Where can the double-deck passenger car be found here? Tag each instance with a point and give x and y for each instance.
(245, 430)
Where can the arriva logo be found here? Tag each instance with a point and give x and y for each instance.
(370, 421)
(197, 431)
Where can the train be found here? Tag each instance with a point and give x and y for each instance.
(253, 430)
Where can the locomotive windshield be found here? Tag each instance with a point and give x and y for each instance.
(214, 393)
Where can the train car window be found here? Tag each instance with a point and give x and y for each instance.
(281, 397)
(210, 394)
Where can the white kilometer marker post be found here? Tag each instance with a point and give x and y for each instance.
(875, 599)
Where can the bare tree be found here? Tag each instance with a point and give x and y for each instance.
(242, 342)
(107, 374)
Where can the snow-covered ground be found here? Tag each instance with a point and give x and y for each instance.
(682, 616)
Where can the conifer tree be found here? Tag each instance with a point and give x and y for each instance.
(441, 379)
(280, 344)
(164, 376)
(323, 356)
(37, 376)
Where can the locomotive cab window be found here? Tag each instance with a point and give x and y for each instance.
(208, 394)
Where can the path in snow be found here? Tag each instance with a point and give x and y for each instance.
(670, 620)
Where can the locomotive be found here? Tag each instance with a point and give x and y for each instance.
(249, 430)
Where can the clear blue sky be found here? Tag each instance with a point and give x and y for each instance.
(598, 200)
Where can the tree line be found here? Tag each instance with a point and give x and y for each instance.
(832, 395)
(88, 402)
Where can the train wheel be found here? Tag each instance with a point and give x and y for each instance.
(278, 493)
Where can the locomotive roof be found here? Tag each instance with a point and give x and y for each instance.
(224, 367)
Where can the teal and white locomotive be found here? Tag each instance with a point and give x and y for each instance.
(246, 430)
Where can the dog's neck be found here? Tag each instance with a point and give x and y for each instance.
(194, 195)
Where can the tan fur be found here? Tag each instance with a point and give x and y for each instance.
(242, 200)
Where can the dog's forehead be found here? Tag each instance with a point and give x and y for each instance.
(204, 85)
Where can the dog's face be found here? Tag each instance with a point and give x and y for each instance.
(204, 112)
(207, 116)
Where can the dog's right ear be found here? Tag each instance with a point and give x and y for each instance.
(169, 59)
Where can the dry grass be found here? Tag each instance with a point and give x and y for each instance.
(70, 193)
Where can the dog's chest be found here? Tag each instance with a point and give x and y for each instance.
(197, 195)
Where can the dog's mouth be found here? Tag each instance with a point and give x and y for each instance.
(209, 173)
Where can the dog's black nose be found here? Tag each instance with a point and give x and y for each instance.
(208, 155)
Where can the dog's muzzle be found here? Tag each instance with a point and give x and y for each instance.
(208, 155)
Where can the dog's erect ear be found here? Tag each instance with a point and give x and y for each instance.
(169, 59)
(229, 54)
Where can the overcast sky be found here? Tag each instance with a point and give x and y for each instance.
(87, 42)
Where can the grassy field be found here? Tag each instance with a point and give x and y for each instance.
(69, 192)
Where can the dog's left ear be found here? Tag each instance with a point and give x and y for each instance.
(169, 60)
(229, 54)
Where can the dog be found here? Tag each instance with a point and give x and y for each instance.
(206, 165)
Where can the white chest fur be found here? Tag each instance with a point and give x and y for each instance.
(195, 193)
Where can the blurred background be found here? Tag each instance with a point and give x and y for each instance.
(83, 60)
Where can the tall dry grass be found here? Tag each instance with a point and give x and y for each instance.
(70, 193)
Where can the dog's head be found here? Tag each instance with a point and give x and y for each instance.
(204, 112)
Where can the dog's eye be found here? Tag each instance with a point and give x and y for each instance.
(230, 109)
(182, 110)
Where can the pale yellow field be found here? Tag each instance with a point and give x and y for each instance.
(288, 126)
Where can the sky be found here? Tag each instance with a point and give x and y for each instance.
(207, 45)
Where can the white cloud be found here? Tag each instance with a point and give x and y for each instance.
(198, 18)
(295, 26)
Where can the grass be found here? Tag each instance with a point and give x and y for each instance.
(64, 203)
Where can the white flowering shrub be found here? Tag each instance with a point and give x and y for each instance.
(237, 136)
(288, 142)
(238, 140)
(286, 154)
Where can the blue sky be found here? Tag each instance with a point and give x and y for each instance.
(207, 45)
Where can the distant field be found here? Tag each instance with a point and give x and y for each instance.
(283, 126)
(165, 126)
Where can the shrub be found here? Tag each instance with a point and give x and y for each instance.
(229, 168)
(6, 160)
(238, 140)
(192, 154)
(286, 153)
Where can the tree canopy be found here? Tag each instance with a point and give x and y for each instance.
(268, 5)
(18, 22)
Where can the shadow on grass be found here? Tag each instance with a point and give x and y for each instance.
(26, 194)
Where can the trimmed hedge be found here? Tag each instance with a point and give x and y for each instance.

* * * * * * *

Every line above must be repeated exactly as it appears.

Where can the double-deck passenger car be found here? Tag each instance with a point and give x and y for each instance.
(245, 430)
Where can the arriva logo be found here? Tag each instance with a point and give x and y for each instance.
(370, 421)
(197, 431)
Where can the train be found here? Tag each instance with a point and give x and y for each instance.
(253, 430)
Where can the locomotive windshield be found here? Tag each instance with a point and give x and y for each instance.
(214, 393)
Where can the train car window be found here? Tag each instance with a point and give x and y for each instance.
(281, 397)
(210, 394)
Where can the white kilometer marker post be found here? Tag each instance with a point and give x and y for each instance.
(875, 599)
Where can the bare tree be found here? Tag each instance with a point and give x and y for each instance.
(242, 342)
(107, 374)
Where can the snow-covered ground be found here? Tag each instance with a point and give x and y for each instance.
(682, 616)
Where can the conifer tree be found here? Tag each instance with a point and give x and y for each instance.
(441, 379)
(280, 344)
(164, 376)
(323, 356)
(37, 376)
Where can the locomotive cab window be found here? Tag each instance with a point and give x and y for each instance.
(208, 394)
Where can the path in snow be found here? Tag each instance with a point and give x and y for each instance.
(670, 620)
Where can the locomotive be found here? Tag each instance with a point and give x and y for each instance.
(249, 430)
Where can the clear blue sky be found here? Tag each instance with a point and give x and y for each instance.
(598, 200)
Where can the tree line be found here? Tag each instance with a point and give x and y for each instance.
(832, 395)
(88, 402)
Where can the train wheel be found here? Tag each instance with a point and give x and y for each instance.
(278, 493)
Where can the locomotive roof be found here? Tag each instance with a point and give x and y for each instance.
(224, 367)
Where can the teal and white locomotive be found here? Tag each instance with a point and give x and y for each instance.
(246, 430)
Where can the dog's neck be found here? Tag each instance with a point and give x and y for each instance.
(194, 195)
Where can the tan fur be found here? Tag each instance with a point and give x and y for each instance.
(242, 200)
Where can the dog's forehead be found here? Tag each instance with a point and give x and y for each instance.
(204, 85)
Where can the dog's face be found here? Tag each instance with a point and give x and y for each instance.
(204, 112)
(207, 116)
Where can the dog's right ear be found here? Tag each instance with a point and give x and y for each instance.
(169, 59)
Where can the dry grass be found here? Tag each instance with a point and give x and y for each instance.
(70, 193)
Where can the dog's chest be found here? Tag each instance with a point and give x and y for each instance.
(197, 195)
Where can the dog's mouth be found here? Tag each instance with a point and give x and y for each instance.
(209, 173)
Where can the dog's black nose be found here? Tag each instance with a point and give x and y for each instance.
(208, 155)
Where can the dog's muzzle be found here? Tag each instance with a point and give x and y for each instance.
(208, 155)
Where can the dog's erect ear be found here? Tag each instance with a point and give x and y for each instance.
(169, 59)
(229, 54)
Where can the overcast sky be found here? Tag each instance with a point and give x and y for each instance.
(87, 42)
Where can the grassy field be found here? Tag each instance with a point and give x and y for each instance.
(69, 192)
Where can the dog's left ear be found here? Tag each instance with a point and give x and y for each instance.
(169, 60)
(229, 54)
Where can the dog be found here? Tag each instance with a point and give x and y for each instance.
(206, 165)
Where can the white chest fur be found here? Tag each instance with a point and give x and y for each instance.
(195, 193)
Where can the blurred background be found here? Tag each instance with a point and give x and y for each instance.
(83, 60)
Where can the tall dry grass be found here? Tag each instance with a point and give x and y for each instance.
(70, 193)
Where can the dog's head be found here? Tag each instance with a point and give x and y for each instance.
(204, 112)
Where can the dog's eye be found here? Tag each instance with a point and give x and y for each instance.
(230, 109)
(182, 110)
Where can the pale yellow field be found here? Tag each instance with a point and give x and y for each instance.
(288, 126)
Where can the sky be found here? Tag each instance with a point and give x and y for each instance.
(207, 45)
Where can the white cloud be found here? Tag each instance with a point and give x and y for each instance.
(198, 18)
(295, 26)
Where can the grass be found here? Tag each instance with a point and give x and y for each instance.
(64, 203)
Where can the white flowering shrub be found here? Tag each instance with a point and give x and y for each instance.
(237, 136)
(288, 142)
(238, 140)
(286, 154)
Where can the blue sky be found here? Tag each instance with a point and give x and y for each instance.
(207, 45)
Where can the distant field be found here? Tag each instance with a point and give x and y for each instance.
(283, 126)
(165, 126)
Where can the shrub be found here? Tag each instance with a point and give x and y for each instance.
(229, 168)
(6, 160)
(238, 140)
(192, 154)
(286, 153)
Where can the tree canopy be found here? Tag each instance with a point and give x and y for each instance.
(268, 5)
(18, 22)
Where can the shadow on grass be found here? Tag each instance with a point and give x and y for each instance.
(26, 194)
Where can the trimmed hedge be found here? Tag each instance with a point and give x and y for each instance.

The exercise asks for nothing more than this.